TEXT SEGMENT:
★ ★ ★ ★ ★ ★ ★

Segment 13 contains the same acknowledgment sequence number as segment 10, but advertises a larger window. Segment 14 acknowledges the final 2048 bytes of data and the FIN, and segments 15 and 16 just advertise a larger window. Segments 17 and 18 complete the normal close.

20.5 PUSH Flag

We've seen the PUSH flag in every one our TCP examples, but we've never described its use. It's a notification from the sender to the receiver for the receiver to pass all the data that it has to the receiving process. This data would consist of whatever is in the segment with the PUSH flag, along with any other data the receiving TCP has collected for the receiving process.

In the original TCP specification, it was assumed that the programming interface would allow the sending process to tell its TCP when to set the PUSH flag. In an interactive application, for example, when the client sent a command to the server, the client would set the PUSH flag and wait for the server's response. (In Exercise 19.1 we could imagine the client setting the PUSH flag when the 12-byte request is written.) By allowing the client application to tell its TCP to set the flag, it was a notification to the client's TCP that the client process didn't want the data to hang around in the TCP buffer, waiting for additional data, before sending a segment to the server. Similarly, when the server's TCP received the segment with the PUSH flag, it was a notification to pass the data to the server process and not wait to see if any additional data arrives.

★ ★ ★ ★ ★ ★ ★

WHAT TO WORK ON:
a - According to the passage on the PUSH flag, what did the original TCP specification assume the programming interface would allow?
b - Summarize the passage on the PUSH flag in two sentences.
c - Carry the passage on the PUSH flag forward from its final sentence.

RAW DATA:
★ ★ ★ ★ ★ ★ ★

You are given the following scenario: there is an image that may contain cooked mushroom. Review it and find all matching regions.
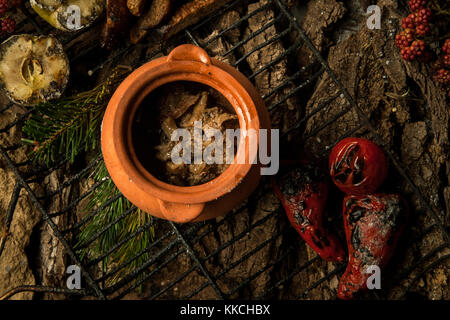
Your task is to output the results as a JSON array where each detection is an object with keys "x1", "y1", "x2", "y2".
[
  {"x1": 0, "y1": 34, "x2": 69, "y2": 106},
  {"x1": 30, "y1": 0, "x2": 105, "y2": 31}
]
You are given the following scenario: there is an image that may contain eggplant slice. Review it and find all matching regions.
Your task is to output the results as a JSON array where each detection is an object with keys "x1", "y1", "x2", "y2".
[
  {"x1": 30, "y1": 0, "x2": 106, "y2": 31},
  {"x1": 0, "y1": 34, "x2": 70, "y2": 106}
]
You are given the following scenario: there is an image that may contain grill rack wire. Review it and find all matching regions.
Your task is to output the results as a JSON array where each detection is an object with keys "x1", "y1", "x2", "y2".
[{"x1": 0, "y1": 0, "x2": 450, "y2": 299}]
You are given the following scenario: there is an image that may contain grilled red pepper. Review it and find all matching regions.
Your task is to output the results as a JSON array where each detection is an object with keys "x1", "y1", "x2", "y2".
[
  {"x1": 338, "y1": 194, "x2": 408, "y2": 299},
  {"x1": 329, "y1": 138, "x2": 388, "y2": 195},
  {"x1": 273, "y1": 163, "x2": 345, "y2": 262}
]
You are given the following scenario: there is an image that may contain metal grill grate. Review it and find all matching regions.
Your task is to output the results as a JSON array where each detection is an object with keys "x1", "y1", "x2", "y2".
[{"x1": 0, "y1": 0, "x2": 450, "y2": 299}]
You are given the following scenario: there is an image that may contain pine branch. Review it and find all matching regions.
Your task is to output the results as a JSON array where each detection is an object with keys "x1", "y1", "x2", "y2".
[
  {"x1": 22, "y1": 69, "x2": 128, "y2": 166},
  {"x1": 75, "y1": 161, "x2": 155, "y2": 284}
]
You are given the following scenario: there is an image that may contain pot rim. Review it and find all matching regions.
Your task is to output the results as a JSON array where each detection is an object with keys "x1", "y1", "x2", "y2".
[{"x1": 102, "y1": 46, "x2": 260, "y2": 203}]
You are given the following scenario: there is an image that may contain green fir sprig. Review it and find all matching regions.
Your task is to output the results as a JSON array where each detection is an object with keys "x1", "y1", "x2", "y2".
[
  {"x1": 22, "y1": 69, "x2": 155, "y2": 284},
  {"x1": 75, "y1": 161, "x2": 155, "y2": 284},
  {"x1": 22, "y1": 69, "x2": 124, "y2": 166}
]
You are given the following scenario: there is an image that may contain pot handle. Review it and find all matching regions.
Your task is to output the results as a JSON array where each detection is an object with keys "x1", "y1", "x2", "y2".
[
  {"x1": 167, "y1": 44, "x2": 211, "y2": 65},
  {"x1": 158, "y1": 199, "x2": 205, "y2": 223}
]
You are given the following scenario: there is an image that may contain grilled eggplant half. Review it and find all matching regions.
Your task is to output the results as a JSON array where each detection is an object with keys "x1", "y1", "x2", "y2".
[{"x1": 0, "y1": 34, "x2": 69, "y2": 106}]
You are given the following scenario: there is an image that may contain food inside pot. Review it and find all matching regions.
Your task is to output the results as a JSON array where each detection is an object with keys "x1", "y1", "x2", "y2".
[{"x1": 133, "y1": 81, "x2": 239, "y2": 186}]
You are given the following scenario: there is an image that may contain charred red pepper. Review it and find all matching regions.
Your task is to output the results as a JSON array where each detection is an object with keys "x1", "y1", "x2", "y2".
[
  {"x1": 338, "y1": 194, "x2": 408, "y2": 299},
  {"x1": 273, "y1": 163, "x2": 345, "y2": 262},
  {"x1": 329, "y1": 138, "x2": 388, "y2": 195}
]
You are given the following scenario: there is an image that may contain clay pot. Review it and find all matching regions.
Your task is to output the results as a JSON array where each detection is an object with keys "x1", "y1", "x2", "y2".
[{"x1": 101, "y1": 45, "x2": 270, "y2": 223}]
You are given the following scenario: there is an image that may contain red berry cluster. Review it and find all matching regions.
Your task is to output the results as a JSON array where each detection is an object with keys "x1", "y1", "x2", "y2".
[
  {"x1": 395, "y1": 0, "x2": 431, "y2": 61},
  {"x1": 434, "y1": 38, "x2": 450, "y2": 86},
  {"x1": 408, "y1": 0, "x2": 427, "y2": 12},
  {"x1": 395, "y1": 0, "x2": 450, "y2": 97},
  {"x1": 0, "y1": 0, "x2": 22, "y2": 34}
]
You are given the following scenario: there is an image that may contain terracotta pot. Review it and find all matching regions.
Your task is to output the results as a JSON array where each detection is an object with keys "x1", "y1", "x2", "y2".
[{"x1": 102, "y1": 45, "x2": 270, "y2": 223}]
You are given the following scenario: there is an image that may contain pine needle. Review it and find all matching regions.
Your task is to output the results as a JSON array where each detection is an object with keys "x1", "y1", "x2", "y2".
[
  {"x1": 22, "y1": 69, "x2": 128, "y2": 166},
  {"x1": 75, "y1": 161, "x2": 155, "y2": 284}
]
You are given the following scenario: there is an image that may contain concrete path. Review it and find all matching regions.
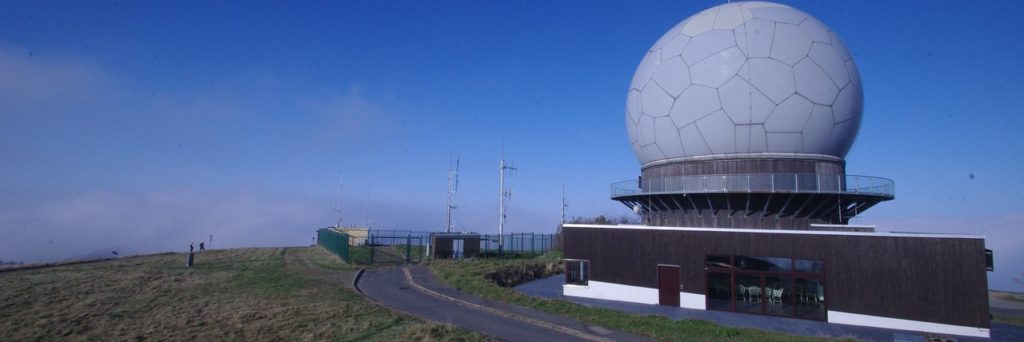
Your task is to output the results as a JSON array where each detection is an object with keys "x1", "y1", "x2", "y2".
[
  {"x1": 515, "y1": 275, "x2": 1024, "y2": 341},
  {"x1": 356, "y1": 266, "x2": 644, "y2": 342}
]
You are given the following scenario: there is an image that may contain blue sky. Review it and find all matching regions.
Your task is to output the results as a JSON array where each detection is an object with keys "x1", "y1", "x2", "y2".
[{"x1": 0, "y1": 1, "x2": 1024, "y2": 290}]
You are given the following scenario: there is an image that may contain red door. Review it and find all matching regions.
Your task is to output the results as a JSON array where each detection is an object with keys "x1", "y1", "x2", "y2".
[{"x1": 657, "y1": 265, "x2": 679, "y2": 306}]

★ ★ ★ ★ ★ ★ ★

OUTPUTS FOR THE TASKS:
a - It assumed the interface would let the sending process tell its TCP when to set the PUSH flag.

b - The PUSH flag tells the receiver to pass all the data it holds to the receiving process, meaning the data in the flagged segment plus anything else collected for that process. The original TCP specification assumed the sending application could tell its TCP to set the flag, so that data would go out without waiting in the buffer and the receiving TCP would hand it over without waiting for more.

c -
Today, however, most APIs don't provide a way for the application to tell its TCP to set the PUSH flag. Indeed, many implementors feel the need for the PUSH flag is outdated, and a good TCP implementation can determine when to set the flag by itself.

Most Berkeley-derived implementations automatically set the PUSH flag if the data in the segment being sent empties the send buffer. This means we normally see the PUSH flag set for each application write, because data is usually sent when it's written.

A comment in the code indicates this algorithm is to please those implementations that only pass received data to the application when a buffer fills or a segment is received with the PUSH flag.

It is not possible using the sockets API to tell TCP to turn on the PUSH flag or to tell whether the PUSH flag was set in received data.

Berkeley-derived implementations ignore a received PUSH flag because they normally never delay the delivery of received data to the application.

Examples

In Figure 20.1 we see the PUSH flag turned on for all eight data segments (4-6, 9, 11-13, and 15). This is because the client did eight writes of 1024 bytes, and each write emptied the send buffer.

Look again at Figure 20.7. We expect the PUSH flag to be set on segment 12, since that is the final data segment. Why was the PUSH flag set on segment 7, when the sender knew there were still more bytes to send? The reason is that the size of the sender's send buffer is 4096 bytes, even though we specified a single write of 8192 bytes.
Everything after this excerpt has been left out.